- [Page extract]:

◇ ◇ ◇ ◇

Oh and we used stop bath. But we were using stronger developer solutions that would develop our film in under 10 minutes. (Time is money).
"links are everywhere else too"
he's not wrong, I found one behind the couch.
Hey. My closing credits gag tagline actually fits the video topic for a change.
Oh the memories, I was an internegative specialist for a large format print house (think billboards and murals). We developed 100s of rolls of b&w and c41 negs. I didn't like doing the printing as you were locked into a pitch black room for hours as the prints were made. I miss it but all hail the rise of excellent ink jet technology
"excellent inkjet" haha that was a good one :)
I miss my Photography class in high school. you get to do all of these steps for yourself and it's truly enriching
Literally using all of this in a current project (a game) in which there is developing photographs. It's like this was fate!
So thank you SOOOOOOOO much.
In Germany foreign agents who think they have perfect accents are exposed by having them say “Schärfesteigernder Filmentwickler” three times fast
"exposed". I see what you did there. 😀
Just wish them "good luck" as they board the train then grab them when they say "thanks" ;-)
@@peterrenn6341 good one 😁😆
The Steve Ballmer joke killed me
"More art than science" - honestly, seems that it's basically Alchemy.
It's pretty close to the very definition of alchemy.
Great video. I did some B/W 35mm home development back in the 1980's then about 5 years ago, I bought myself an antique Zeiss Super Ikonta bellows type camera made in 1936, (cost about US$50 on Ebay at the time), overhauled the shutter then bought a few rolls of 120mm and went shooting. I had them professionally developed (color film) and the results were astonishingly good - easily as good as a modern digital camera with 14 to 16 Megapixels.
It made me wonder what images may have passed through its lens in the previous 85 years of its existence.
Such a great video, as always!
Coming from a retail photo development, I wanted to share some of my thoughts. It’s been 10 years, though, so I may be rusty on some details.

◇ ◇ ◇ ◇

- [Entries supplied]:
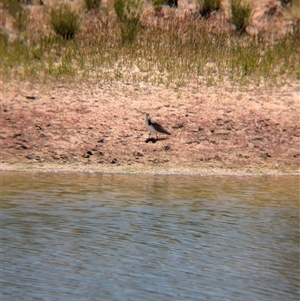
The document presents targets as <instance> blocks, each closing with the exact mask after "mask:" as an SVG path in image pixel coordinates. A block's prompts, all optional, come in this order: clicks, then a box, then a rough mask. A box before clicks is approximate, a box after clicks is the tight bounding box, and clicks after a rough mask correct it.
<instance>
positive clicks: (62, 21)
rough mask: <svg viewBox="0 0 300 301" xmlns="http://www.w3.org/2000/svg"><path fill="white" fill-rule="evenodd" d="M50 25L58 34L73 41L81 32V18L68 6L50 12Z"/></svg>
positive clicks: (54, 8) (55, 32)
mask: <svg viewBox="0 0 300 301" xmlns="http://www.w3.org/2000/svg"><path fill="white" fill-rule="evenodd" d="M50 24H51V27H52V29H53V30H54V32H55V33H56V34H58V35H59V36H61V37H62V38H63V39H65V40H71V39H73V38H74V37H75V34H76V33H77V32H78V30H79V25H80V16H79V14H78V13H77V12H76V11H74V10H73V9H72V8H71V7H70V6H69V5H68V4H61V5H59V6H58V8H52V9H51V10H50Z"/></svg>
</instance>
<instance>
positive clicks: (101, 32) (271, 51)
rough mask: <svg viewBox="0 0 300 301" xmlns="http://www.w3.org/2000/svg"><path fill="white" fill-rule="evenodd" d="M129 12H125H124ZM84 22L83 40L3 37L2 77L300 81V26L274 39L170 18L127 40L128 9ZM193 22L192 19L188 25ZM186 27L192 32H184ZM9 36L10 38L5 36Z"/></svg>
mask: <svg viewBox="0 0 300 301" xmlns="http://www.w3.org/2000/svg"><path fill="white" fill-rule="evenodd" d="M123 13H124V11H123ZM99 20H100V21H99V22H98V23H97V24H92V25H90V27H84V26H82V28H81V30H80V31H79V32H78V34H77V35H76V37H75V39H71V40H70V39H69V40H68V39H63V38H62V37H61V36H57V35H51V34H50V35H47V36H43V37H41V38H40V39H39V40H30V39H29V40H24V39H23V40H15V41H14V42H10V43H8V42H5V43H0V69H1V74H2V78H3V79H6V80H10V79H13V78H15V79H16V78H17V79H21V80H31V79H37V80H41V79H42V80H45V81H46V80H48V79H54V80H58V79H60V80H61V79H65V80H69V81H76V80H84V81H85V80H104V81H113V80H122V81H126V82H151V83H153V84H155V85H159V84H164V85H166V86H169V85H171V86H174V85H175V87H179V86H182V85H184V84H186V83H187V82H189V81H190V80H193V81H196V82H197V83H204V84H210V85H222V84H223V83H224V81H227V80H230V81H231V82H233V83H237V84H248V83H255V84H259V83H260V82H262V81H265V80H266V79H267V80H270V82H273V83H274V84H275V83H276V82H277V81H279V80H280V81H290V80H292V81H294V80H299V79H300V71H299V70H300V39H299V31H298V32H297V33H295V34H294V35H290V36H288V37H286V38H285V39H283V40H281V41H280V42H278V43H277V44H276V45H270V44H268V42H267V41H264V40H260V41H259V42H257V40H256V39H255V38H252V37H249V36H246V35H236V34H225V33H223V34H211V33H209V32H208V30H207V27H206V26H205V20H198V21H197V22H195V21H182V20H181V21H179V20H177V19H174V20H169V22H170V26H169V27H168V28H169V29H162V28H158V27H155V26H140V28H139V31H138V32H137V33H135V34H134V39H132V40H131V41H130V43H124V33H122V28H120V27H121V26H122V23H123V22H126V21H127V19H126V17H124V14H122V13H120V16H118V18H117V19H115V21H113V20H111V21H110V20H106V21H105V20H104V17H103V15H102V19H101V18H100V17H99ZM185 22H189V23H188V24H185ZM182 28H184V30H182ZM0 39H1V41H2V40H3V41H6V38H5V36H4V35H2V36H0Z"/></svg>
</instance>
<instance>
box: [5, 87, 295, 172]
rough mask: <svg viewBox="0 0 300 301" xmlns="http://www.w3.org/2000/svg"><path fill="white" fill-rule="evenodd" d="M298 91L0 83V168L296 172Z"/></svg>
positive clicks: (130, 170) (75, 169)
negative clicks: (0, 115) (163, 134)
mask: <svg viewBox="0 0 300 301" xmlns="http://www.w3.org/2000/svg"><path fill="white" fill-rule="evenodd" d="M299 88H300V87H299V85H298V86H297V84H294V85H290V86H287V85H286V86H281V87H273V88H270V87H262V86H261V87H257V86H250V87H247V88H240V89H235V88H233V87H232V86H230V85H228V86H223V87H222V88H216V87H207V86H201V85H197V84H193V83H191V84H190V85H188V86H186V87H183V88H179V89H170V88H166V87H164V86H159V87H157V86H152V85H151V84H146V83H139V84H126V83H120V82H114V83H80V84H64V83H59V84H55V83H51V84H49V83H48V84H40V83H21V82H14V83H12V82H11V83H5V82H2V83H1V90H2V95H1V102H0V104H1V116H0V118H1V129H0V141H1V155H0V159H1V170H81V171H99V172H102V171H105V172H157V173H184V174H249V173H250V174H257V173H263V174H267V173H274V174H282V173H288V174H289V173H299V161H300V149H299V147H300V144H299V139H300V138H299V136H300V125H299ZM146 112H148V113H150V114H151V116H152V118H153V119H154V120H156V121H159V122H161V123H162V124H163V125H164V127H165V128H167V129H168V130H169V131H170V132H171V133H172V135H171V136H167V137H164V136H160V138H161V139H159V140H158V141H147V138H148V133H147V130H146V126H145V121H144V119H145V116H144V115H145V113H146Z"/></svg>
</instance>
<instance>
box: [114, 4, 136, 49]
mask: <svg viewBox="0 0 300 301" xmlns="http://www.w3.org/2000/svg"><path fill="white" fill-rule="evenodd" d="M140 4H141V2H140V1H139V0H127V1H126V0H115V1H114V9H115V11H116V14H117V17H118V19H119V21H120V27H121V36H122V42H123V43H126V42H129V43H131V42H133V41H134V40H135V39H136V36H137V35H138V32H139V30H140V28H141V24H140Z"/></svg>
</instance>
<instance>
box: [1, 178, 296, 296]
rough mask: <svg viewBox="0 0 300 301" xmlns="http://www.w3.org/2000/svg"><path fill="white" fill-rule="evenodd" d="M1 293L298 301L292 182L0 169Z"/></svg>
mask: <svg viewBox="0 0 300 301" xmlns="http://www.w3.org/2000/svg"><path fill="white" fill-rule="evenodd" d="M1 187H2V191H1V193H2V196H1V197H2V205H1V206H2V215H1V217H2V219H1V220H2V222H1V223H2V227H1V229H2V235H1V236H2V248H1V249H2V274H1V279H2V287H1V291H2V298H1V300H3V301H4V300H230V301H232V300H239V301H240V300H249V301H250V300H251V301H252V300H272V301H274V300H280V301H283V300H289V301H290V300H299V178H298V177H278V178H275V177H257V178H251V177H248V178H247V177H245V178H243V177H242V178H237V177H232V178H231V177H224V178H222V177H191V176H189V177H179V176H149V175H148V176H147V175H139V176H136V175H132V176H130V175H101V174H63V173H62V174H39V173H2V176H1Z"/></svg>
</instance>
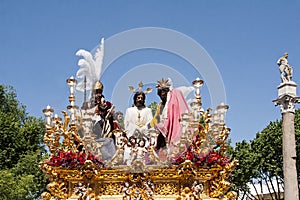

◇ ◇ ◇ ◇

- [Explore the material]:
(a) According to the film development comments, in what year was the antique Zeiss Super Ikonta camera made?
(b) In the film development comments, copy the stretch from "Hey. My closing" through "good one :)" word for word.

- [Solutions below]:
(a) 1936

(b)
Hey. My closing credits gag tagline actually fits the video topic for a change.
Oh the memories, I was an internegative specialist for a large format print house (think billboards and murals). We developed 100s of rolls of b&w and c41 negs. I didn't like doing the printing as you were locked into a pitch black room for hours as the prints were made. I miss it but all hail the rise of excellent ink jet technology
"excellent inkjet" haha that was a good one :)